**Exercise requirements:** Select every line below containing the word "side".

Extracted material section start

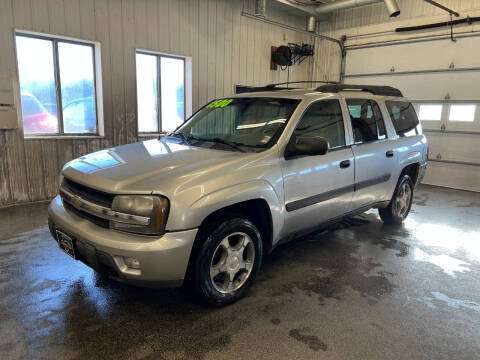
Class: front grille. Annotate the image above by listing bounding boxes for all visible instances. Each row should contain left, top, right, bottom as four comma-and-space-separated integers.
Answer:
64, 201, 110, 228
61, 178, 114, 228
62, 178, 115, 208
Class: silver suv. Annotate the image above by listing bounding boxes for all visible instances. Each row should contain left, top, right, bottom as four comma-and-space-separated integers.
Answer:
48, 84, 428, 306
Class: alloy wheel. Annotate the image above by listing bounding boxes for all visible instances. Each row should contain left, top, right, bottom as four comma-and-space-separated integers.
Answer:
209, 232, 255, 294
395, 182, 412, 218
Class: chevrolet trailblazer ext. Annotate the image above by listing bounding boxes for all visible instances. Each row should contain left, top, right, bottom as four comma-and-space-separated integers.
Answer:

Extracted material section end
Extracted material section start

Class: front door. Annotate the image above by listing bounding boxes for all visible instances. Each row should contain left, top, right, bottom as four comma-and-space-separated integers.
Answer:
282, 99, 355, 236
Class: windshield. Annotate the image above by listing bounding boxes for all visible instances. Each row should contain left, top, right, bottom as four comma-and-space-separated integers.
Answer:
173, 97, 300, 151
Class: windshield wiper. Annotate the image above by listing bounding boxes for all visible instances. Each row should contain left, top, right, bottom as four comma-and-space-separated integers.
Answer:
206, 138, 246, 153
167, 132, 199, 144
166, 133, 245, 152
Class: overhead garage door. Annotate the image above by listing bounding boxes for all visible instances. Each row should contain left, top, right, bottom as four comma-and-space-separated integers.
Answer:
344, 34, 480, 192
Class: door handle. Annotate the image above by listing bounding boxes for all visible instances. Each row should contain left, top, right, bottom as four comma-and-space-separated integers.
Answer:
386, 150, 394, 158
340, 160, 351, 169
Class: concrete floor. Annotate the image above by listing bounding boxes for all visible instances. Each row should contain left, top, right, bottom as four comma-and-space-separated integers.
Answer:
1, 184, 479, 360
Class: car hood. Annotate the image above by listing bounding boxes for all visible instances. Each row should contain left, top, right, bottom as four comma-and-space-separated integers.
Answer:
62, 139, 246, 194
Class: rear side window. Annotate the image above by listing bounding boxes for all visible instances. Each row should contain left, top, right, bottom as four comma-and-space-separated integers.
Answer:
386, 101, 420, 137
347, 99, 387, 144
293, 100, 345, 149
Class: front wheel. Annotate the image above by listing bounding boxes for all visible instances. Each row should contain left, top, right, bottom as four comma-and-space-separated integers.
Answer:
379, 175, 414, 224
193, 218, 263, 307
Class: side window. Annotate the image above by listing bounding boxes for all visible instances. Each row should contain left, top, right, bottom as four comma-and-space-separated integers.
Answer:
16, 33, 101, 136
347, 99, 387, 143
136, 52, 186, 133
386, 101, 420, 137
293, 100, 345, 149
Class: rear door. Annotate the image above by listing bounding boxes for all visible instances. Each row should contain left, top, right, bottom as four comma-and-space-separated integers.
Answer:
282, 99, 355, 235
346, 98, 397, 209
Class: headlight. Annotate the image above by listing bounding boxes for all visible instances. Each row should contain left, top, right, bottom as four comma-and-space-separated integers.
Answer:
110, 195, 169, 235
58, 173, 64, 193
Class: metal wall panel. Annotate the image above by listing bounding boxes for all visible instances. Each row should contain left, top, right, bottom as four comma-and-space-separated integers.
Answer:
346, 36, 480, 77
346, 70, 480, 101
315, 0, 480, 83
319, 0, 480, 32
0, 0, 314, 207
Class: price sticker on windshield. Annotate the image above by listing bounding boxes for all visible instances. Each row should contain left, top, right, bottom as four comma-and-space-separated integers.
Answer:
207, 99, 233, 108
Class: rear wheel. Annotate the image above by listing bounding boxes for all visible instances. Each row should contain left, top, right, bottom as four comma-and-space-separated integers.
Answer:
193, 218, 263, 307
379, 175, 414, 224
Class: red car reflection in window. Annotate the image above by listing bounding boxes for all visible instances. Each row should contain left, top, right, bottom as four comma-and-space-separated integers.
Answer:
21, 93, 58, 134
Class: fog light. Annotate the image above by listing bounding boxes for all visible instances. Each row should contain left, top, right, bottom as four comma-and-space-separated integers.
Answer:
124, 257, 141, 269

Extracted material section end
Extracted material section start

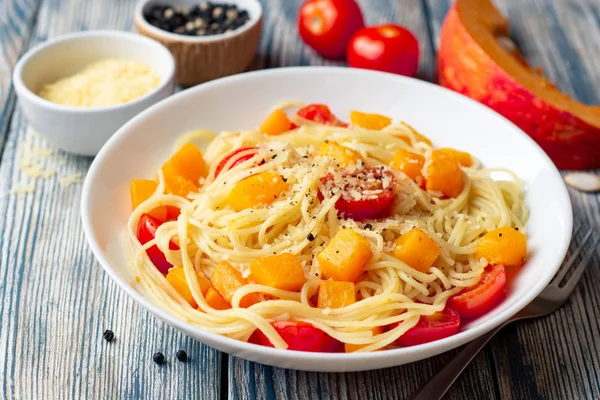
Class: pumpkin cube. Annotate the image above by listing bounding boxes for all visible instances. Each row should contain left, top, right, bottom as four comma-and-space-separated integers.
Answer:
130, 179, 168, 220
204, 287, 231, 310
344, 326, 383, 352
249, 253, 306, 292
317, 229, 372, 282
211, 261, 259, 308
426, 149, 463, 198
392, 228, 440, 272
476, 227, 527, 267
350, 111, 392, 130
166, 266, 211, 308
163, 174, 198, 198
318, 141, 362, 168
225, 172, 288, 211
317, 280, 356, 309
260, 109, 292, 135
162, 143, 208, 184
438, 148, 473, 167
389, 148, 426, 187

Extracted material section end

**Response:**
Class: rear side window. Annotate the image above by listing bounding boxes for all visible instances. Each row should contain left, top, right, bottom as four comma-and-space-separated integers.
Class: side window. Annotate the image above by listing bounding boxes for all visible instances. Each row should contain left, top, right, bottom as four comma-and-space-separated integers.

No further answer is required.